Objective -
Output as a JSON list of strings the records starting at the line that contains "instance of the sky" and ending at the line that contains "(1424, 703)", both included, one string per line and blank lines left out.
==== Task inputs
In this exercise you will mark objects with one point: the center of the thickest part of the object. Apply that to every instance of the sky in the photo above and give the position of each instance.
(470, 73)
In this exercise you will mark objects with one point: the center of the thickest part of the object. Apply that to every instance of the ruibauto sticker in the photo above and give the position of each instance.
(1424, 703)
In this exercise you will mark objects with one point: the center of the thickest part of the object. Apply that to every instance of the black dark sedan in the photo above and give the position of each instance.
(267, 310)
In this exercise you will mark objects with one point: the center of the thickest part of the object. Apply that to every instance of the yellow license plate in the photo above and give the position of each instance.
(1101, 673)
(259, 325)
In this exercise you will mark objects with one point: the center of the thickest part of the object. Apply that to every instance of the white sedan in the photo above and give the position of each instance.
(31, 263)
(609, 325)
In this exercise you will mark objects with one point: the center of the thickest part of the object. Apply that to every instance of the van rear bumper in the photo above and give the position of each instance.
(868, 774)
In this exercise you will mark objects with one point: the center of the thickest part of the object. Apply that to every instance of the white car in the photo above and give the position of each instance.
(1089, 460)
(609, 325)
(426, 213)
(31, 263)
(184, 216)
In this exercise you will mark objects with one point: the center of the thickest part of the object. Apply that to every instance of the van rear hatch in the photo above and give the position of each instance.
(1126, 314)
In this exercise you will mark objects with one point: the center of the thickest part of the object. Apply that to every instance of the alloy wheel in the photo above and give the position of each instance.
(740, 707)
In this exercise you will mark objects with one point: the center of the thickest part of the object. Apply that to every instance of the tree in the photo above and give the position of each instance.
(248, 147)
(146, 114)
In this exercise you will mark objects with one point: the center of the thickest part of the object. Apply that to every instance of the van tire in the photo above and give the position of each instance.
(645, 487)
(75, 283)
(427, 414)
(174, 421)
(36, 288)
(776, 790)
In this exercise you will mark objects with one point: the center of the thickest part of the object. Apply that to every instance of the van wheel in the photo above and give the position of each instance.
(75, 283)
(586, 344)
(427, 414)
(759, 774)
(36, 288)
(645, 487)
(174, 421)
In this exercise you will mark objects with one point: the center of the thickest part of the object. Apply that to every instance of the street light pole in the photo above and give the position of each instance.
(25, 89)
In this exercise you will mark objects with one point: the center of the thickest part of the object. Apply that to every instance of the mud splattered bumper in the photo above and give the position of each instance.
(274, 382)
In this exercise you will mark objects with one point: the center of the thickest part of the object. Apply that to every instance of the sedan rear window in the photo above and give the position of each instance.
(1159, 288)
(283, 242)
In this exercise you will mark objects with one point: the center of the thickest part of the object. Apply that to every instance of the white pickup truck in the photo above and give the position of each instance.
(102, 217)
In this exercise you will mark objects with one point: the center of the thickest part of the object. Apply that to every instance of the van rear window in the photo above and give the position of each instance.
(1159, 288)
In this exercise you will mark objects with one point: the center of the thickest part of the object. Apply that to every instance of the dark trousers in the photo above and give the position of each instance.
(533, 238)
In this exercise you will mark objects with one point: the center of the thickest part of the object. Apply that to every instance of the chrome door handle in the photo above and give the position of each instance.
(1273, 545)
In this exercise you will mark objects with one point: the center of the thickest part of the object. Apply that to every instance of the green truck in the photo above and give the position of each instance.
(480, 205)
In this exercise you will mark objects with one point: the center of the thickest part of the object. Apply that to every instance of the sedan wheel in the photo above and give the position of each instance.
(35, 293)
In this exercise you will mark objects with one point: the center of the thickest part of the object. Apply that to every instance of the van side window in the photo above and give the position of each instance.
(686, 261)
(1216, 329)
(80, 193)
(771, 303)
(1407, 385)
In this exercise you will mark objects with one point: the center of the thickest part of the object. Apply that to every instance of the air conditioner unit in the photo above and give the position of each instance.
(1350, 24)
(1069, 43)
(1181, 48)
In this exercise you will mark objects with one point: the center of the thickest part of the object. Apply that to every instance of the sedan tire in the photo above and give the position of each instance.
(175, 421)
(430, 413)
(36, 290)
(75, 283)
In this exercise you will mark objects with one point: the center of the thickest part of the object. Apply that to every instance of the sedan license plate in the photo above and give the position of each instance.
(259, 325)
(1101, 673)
========
==== Task inputs
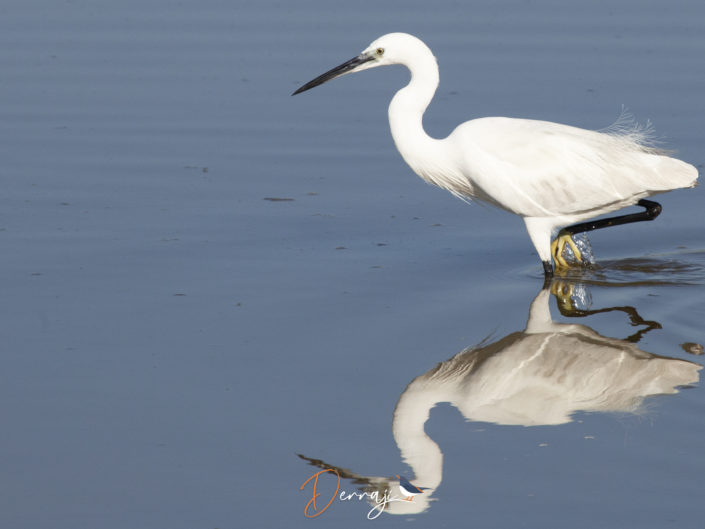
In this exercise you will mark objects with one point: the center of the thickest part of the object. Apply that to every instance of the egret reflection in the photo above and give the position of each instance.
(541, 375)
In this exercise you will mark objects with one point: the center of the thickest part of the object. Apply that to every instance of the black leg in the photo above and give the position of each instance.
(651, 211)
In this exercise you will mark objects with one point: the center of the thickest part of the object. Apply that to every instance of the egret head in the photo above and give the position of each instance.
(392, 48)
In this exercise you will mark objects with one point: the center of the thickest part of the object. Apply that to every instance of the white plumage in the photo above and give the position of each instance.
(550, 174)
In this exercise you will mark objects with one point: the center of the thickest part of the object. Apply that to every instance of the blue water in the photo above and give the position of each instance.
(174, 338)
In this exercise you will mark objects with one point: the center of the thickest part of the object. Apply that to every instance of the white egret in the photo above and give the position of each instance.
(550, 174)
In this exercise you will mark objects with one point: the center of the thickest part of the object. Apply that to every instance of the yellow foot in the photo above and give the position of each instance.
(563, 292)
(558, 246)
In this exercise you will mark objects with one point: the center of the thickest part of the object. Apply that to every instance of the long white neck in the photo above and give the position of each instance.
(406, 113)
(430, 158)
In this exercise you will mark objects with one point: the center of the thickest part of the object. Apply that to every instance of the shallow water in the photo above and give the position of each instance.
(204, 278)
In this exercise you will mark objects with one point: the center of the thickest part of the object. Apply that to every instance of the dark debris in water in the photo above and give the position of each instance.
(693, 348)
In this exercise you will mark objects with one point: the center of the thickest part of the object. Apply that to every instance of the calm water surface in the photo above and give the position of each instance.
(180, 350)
========
Reply to the exercise -
[
  "In this exercise you will mark objects with one point: the center of the thickest part of the object. Apply that to every instance of the sky in the photo above and give the position of each instance.",
  "(470, 73)",
  "In this exercise you will mark objects with one point: the center of the thickest part of the object. Apply that to every instance of the ruibauto sticker in the photo above and give the position of each instance.",
  "(1424, 703)"
]